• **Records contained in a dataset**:
------------------------------
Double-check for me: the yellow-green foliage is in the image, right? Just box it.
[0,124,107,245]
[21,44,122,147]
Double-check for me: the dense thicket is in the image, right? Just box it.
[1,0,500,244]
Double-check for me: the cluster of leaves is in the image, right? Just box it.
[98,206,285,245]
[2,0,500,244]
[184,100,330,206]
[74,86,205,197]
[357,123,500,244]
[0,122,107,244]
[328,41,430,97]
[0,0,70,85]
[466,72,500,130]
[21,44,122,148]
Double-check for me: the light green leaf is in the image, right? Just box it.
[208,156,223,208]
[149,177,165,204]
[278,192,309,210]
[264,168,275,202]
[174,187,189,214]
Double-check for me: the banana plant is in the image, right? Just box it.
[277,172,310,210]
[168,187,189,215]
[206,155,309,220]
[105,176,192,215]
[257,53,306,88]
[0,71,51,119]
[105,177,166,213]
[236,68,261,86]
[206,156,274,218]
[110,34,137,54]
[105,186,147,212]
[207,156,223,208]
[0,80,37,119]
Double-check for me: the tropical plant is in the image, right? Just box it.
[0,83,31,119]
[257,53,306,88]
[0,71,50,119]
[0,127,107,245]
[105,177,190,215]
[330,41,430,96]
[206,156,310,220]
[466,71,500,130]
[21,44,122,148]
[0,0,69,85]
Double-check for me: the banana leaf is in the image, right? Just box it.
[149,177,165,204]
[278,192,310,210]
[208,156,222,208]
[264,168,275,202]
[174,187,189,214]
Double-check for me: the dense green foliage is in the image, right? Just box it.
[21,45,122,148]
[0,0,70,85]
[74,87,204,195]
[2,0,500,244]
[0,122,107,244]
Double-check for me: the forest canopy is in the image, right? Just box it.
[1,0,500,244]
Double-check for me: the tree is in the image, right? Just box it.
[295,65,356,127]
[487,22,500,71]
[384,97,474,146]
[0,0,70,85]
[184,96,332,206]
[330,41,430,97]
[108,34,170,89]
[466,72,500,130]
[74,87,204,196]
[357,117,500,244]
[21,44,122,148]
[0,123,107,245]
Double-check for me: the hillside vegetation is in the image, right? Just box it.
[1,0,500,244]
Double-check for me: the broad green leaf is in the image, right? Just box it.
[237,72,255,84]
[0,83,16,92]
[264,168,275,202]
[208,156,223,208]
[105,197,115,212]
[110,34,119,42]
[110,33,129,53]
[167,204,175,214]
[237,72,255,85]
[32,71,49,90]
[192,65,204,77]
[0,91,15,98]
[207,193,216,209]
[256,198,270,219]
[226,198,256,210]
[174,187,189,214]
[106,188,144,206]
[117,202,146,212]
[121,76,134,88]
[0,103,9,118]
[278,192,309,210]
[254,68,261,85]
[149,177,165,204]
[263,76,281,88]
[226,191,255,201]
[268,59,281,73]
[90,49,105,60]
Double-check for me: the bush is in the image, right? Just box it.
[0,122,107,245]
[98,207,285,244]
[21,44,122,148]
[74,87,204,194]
------------------------------
• **Activity**: Please be sure to repeat every entry exactly.

• **Result of the task**:
Double-check for me: the yellow-green foliage is in the image, right? Just box it.
[0,124,107,245]
[21,44,122,147]
Double-check for me: the dense thicket is in the image, right? Just box it.
[1,0,500,244]
Double-check for me: the cluster of leaves is in the image, right? Just box it.
[98,206,285,245]
[2,0,500,244]
[184,100,330,206]
[74,86,205,197]
[357,123,500,244]
[0,122,107,244]
[328,41,430,97]
[0,0,70,85]
[466,72,500,130]
[21,44,122,148]
Double-check for me: the light green leaf is in the image, right? Just box it.
[208,156,223,208]
[149,177,165,204]
[278,192,309,210]
[264,168,275,202]
[174,187,189,214]
Double-check for me: the banana plant is in the image, right? Just box it.
[277,172,310,210]
[168,187,189,215]
[206,155,309,220]
[105,176,192,215]
[257,53,306,88]
[0,71,51,119]
[105,177,166,213]
[236,68,261,86]
[206,156,274,218]
[110,34,137,54]
[105,186,147,212]
[207,156,223,208]
[0,80,37,119]
Double-check for me: the tropical plant is in the image, right? Just box it.
[0,83,31,119]
[257,53,306,88]
[0,71,50,119]
[0,127,107,245]
[105,177,190,215]
[330,41,430,96]
[206,156,310,220]
[466,71,500,130]
[21,44,122,148]
[0,0,69,85]
Double-check for me: the banana leaf is in the image, right? Just box it.
[149,177,165,204]
[278,192,310,210]
[208,156,222,208]
[264,168,275,202]
[174,187,189,214]
Double-check for me: the dense green foliage is in the image, right? Just box it.
[21,45,122,148]
[0,0,70,85]
[74,87,204,195]
[2,0,500,244]
[0,122,107,244]
Double-check for me: the forest canopy is in the image, right? Just box it.
[1,0,500,244]
Double-check for me: the tree is in the image, right? Just box it.
[295,65,356,127]
[487,22,500,71]
[384,97,474,146]
[0,0,70,85]
[184,96,332,206]
[330,41,430,97]
[108,34,170,89]
[466,72,500,130]
[74,87,204,196]
[357,117,500,244]
[21,44,122,148]
[0,123,107,245]
Double-check for me: the hillside vegetation is in the image, right? Just box it.
[1,0,500,244]
Double-check for me: the broad green leaf is in the image, right? Just box it.
[237,72,255,84]
[0,83,16,92]
[264,168,275,202]
[208,156,223,208]
[105,197,115,212]
[110,34,119,42]
[110,33,129,53]
[167,204,175,214]
[237,72,255,85]
[32,71,49,90]
[192,65,204,77]
[0,91,15,98]
[207,193,216,209]
[256,198,270,219]
[226,198,256,210]
[174,187,189,214]
[106,188,144,206]
[117,202,146,212]
[121,76,134,88]
[0,103,9,118]
[278,192,309,210]
[254,68,261,85]
[149,177,165,204]
[263,76,281,88]
[226,191,255,201]
[268,59,281,73]
[90,49,105,60]
Double-check for me: the bush is in the image, right? Just box it.
[0,122,107,245]
[98,207,285,244]
[21,44,122,148]
[74,87,204,194]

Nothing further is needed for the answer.